Provided material –
'''

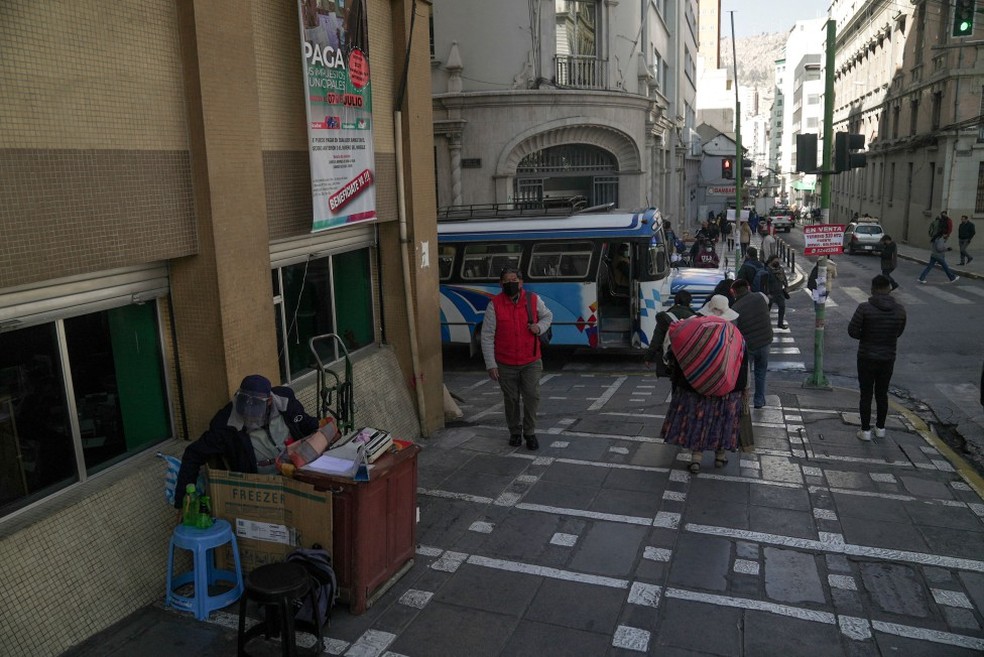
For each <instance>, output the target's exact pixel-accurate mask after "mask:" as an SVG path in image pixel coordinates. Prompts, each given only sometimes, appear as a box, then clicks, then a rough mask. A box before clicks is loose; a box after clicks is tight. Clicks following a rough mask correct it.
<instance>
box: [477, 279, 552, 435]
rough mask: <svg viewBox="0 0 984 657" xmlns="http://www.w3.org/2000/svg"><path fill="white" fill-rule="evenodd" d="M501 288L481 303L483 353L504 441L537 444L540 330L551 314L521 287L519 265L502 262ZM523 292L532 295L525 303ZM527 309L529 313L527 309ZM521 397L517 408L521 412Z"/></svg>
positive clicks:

'''

Task details – Output every line above exactly as it stands, and drop any picture.

The answer –
For each <instance>, output the target's exact pixel-accurate mask after "mask:" as an SVG path in image pixel coordinates. Prompts, each given only sometimes, appear as a box, then clicks, then a rough mask. A box before clicks is loose; a box after clicks is tight. Clicks following a rough mask correct it.
<instance>
box: [477, 279, 552, 435]
rough mask: <svg viewBox="0 0 984 657" xmlns="http://www.w3.org/2000/svg"><path fill="white" fill-rule="evenodd" d="M501 288L481 303L483 353L504 441L537 444L540 330L551 314L521 287L519 265L502 262ZM523 292L532 295L525 303ZM527 309L529 313L527 309ZM521 397L517 408L521 412Z"/></svg>
positive clicks:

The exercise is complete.